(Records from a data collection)

┄┄┄┄┄┄┄┄┄┄

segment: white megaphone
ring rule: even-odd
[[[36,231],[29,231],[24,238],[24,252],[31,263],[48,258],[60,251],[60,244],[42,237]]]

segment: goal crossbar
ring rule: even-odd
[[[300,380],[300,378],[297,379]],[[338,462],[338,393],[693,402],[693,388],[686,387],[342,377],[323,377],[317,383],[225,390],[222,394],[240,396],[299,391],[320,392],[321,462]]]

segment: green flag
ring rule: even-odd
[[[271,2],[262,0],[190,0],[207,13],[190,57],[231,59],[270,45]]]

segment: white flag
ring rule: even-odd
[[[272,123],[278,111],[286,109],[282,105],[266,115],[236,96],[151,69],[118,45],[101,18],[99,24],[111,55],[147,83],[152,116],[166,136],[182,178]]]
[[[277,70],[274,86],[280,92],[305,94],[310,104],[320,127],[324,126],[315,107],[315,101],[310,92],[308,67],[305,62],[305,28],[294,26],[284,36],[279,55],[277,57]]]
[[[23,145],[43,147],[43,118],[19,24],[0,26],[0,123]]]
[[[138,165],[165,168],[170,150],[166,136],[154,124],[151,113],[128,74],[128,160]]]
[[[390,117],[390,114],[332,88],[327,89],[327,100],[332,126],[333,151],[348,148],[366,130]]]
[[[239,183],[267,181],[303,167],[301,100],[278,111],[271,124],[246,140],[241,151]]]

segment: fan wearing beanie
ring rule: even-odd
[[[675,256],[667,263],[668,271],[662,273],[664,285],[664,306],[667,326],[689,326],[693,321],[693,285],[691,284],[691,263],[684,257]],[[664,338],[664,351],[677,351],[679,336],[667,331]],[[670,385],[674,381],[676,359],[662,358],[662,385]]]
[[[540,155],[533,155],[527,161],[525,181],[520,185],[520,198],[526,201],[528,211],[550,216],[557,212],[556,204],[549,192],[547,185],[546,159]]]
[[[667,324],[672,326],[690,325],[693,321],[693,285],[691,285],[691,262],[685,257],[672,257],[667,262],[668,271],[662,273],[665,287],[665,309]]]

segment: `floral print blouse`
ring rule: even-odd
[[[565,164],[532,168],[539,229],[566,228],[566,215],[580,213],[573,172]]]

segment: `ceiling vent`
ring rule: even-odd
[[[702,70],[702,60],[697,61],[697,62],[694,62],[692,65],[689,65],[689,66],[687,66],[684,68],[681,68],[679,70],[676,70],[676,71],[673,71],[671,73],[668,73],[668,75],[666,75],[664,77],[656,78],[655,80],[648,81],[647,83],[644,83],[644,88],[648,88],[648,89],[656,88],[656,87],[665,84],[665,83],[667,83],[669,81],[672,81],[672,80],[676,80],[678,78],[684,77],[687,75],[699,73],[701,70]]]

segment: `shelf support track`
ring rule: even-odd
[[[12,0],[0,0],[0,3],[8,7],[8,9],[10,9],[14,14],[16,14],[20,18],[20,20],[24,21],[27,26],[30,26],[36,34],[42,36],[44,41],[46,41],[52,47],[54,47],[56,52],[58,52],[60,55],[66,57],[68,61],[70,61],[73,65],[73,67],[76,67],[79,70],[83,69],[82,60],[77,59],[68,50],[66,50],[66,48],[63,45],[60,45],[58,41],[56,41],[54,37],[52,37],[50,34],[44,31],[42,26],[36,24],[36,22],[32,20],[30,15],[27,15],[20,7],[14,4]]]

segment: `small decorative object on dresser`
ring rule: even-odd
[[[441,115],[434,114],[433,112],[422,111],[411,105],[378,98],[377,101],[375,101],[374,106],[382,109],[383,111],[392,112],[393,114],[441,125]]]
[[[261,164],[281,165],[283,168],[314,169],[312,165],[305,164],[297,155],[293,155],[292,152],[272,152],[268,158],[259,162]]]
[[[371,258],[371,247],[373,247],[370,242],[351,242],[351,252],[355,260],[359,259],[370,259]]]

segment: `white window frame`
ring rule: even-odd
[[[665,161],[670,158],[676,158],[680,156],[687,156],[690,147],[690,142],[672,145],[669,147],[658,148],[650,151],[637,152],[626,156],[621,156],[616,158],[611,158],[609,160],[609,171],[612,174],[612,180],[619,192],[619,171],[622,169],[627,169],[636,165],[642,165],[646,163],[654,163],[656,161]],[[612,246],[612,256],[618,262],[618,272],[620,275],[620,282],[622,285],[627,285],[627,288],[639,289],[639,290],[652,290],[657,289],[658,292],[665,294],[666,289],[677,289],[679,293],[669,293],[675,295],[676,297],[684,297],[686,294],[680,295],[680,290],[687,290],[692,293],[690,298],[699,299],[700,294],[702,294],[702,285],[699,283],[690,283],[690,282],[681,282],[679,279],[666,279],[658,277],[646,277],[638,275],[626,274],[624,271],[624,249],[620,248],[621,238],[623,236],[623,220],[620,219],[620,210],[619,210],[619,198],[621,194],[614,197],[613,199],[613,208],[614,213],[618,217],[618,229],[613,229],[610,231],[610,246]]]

┄┄┄┄┄┄┄┄┄┄

WHAT IS BEING ASKED ::
Copy the lines from the rows above without any change, beginning at the line that contains "segment: goal crossbar" and stopping after the line that contains "[[[271,2],[262,0],[190,0],[207,13],[190,57],[231,59],[270,45]]]".

PROBLEM SOLUTION ::
segment: goal crossbar
ring rule: even-odd
[[[300,380],[300,378],[297,379]],[[338,462],[338,393],[693,402],[693,388],[686,387],[342,377],[323,377],[317,383],[225,390],[222,394],[240,396],[299,391],[320,392],[321,462]]]

segment: green flag
ring rule: even-odd
[[[271,2],[262,0],[190,0],[207,13],[190,57],[231,59],[270,45]]]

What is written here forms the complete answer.